• BRIEF: Copy the records word for word, from the first line of the records through the line containing "[[572, 19]]", including both of those lines.

• INFORMATION SHOWN:

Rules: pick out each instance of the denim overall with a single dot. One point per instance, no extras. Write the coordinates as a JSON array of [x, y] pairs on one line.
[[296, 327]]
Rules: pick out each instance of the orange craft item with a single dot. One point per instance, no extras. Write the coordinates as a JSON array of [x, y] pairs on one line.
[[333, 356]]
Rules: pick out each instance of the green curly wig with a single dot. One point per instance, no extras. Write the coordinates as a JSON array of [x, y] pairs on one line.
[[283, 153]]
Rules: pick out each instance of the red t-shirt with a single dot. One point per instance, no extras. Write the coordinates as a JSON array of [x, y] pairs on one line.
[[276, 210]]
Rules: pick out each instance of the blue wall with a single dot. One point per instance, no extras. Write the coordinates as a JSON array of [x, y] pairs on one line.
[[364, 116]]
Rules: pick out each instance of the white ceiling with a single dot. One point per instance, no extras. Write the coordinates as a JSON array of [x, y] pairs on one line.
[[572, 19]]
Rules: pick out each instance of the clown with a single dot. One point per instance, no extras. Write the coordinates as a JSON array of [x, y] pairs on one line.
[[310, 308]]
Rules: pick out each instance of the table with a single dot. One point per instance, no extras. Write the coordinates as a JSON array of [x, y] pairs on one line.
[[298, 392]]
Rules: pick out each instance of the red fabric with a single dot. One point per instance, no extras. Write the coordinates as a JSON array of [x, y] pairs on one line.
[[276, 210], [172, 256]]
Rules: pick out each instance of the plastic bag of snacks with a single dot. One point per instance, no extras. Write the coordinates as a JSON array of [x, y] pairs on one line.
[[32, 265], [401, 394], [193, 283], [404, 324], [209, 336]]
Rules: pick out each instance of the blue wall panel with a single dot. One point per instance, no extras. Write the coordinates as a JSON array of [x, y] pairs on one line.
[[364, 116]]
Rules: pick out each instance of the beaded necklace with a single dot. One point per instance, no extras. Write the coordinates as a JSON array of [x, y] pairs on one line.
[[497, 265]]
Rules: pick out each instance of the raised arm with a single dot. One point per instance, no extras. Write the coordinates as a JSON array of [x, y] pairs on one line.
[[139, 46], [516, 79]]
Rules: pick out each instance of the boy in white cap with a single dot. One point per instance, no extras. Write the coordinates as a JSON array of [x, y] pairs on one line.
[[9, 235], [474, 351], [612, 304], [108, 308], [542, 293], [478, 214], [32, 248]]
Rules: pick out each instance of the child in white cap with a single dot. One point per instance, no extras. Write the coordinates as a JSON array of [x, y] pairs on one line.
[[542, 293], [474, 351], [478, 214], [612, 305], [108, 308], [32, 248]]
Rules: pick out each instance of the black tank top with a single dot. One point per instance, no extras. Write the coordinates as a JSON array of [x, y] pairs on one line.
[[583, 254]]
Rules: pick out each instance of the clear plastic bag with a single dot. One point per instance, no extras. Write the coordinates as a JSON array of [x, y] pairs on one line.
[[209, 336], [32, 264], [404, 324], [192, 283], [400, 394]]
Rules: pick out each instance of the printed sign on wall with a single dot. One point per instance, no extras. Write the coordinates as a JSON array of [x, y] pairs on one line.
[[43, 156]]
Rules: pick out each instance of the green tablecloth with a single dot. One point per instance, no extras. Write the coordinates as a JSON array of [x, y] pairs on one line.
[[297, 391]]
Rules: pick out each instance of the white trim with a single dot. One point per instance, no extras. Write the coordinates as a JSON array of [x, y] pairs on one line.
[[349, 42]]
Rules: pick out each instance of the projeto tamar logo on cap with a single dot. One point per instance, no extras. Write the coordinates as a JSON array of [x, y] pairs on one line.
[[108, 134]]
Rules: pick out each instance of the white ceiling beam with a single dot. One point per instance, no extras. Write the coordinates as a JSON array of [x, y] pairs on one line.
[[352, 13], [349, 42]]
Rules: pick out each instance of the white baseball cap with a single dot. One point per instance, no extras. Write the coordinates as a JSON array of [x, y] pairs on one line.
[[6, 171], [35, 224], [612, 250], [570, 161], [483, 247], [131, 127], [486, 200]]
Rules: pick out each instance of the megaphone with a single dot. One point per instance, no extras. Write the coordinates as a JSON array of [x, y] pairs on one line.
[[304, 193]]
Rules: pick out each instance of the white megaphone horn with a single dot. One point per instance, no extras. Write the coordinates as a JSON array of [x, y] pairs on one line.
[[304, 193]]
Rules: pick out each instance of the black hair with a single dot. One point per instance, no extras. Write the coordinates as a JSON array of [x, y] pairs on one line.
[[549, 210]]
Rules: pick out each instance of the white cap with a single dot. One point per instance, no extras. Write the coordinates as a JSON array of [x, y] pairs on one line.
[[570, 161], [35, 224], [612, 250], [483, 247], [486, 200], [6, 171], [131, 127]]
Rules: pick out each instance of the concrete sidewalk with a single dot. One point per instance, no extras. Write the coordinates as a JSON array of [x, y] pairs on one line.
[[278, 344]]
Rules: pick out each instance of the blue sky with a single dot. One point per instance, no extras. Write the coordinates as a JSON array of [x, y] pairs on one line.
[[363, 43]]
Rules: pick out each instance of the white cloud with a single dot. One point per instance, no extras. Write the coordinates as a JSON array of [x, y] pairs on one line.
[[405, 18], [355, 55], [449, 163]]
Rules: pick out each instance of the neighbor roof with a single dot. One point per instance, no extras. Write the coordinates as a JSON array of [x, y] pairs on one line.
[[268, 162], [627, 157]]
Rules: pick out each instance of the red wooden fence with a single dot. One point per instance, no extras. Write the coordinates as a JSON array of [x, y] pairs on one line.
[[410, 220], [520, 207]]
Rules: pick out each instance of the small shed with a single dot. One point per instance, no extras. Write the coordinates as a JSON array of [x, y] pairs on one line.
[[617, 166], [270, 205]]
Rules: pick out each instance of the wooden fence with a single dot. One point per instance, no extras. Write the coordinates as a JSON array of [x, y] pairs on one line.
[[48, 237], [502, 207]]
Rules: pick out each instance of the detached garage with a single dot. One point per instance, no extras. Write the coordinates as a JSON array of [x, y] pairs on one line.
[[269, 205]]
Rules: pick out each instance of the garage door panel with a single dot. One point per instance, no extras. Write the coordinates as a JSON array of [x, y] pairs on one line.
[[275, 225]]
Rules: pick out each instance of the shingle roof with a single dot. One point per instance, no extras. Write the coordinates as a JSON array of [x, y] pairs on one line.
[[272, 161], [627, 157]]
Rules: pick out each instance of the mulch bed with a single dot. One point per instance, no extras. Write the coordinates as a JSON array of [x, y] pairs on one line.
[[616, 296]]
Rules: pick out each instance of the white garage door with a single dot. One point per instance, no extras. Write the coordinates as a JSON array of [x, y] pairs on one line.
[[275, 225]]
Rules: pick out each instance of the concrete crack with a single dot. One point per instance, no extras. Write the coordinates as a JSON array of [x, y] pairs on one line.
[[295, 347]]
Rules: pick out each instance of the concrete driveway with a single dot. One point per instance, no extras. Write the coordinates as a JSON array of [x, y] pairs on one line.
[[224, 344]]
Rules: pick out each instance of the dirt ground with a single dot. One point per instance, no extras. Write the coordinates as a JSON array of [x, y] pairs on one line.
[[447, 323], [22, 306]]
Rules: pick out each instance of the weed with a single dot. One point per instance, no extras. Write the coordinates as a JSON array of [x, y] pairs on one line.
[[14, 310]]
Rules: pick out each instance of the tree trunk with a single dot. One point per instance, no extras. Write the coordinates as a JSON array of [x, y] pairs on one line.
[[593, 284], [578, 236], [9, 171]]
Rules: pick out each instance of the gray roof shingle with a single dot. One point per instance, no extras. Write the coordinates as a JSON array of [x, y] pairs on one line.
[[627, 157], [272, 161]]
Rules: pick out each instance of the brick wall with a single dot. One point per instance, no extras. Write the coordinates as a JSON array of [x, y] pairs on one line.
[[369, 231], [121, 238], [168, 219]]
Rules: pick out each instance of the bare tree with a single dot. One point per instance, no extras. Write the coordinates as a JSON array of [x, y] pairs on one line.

• EXERCISE OUTPUT:
Rules: pick out each instance of the denim overall with a single dot. One point per instance, no extras. Write the coordinates as a JSON array of [x, y] pairs on one line.
[[296, 327]]
Rules: pick out each instance of the orange craft item with a single dot. One point per instance, no extras. Write the coordinates as a JSON array of [x, y] pairs on one line.
[[333, 356]]
Rules: pick out each instance of the green curly wig with a single dot. One point per instance, no extras. Write the coordinates as a JSON array of [x, y] pairs on one line.
[[283, 153]]
Rules: pick out each instance of the red t-shirt with a single dot. One point per instance, no extras. Write the coordinates as a JSON array of [x, y] pairs on one line.
[[276, 210]]
Rules: pick out each instance of the blue wall with a single dot. One point per instance, no extras. Write the coordinates as a JSON array of [x, y] pairs on one line.
[[364, 116]]
Rules: pick out each instance of the white ceiling with a single dot. One point per instance, no extras. Write the coordinates as a JSON array of [x, y] pairs on one line.
[[572, 19]]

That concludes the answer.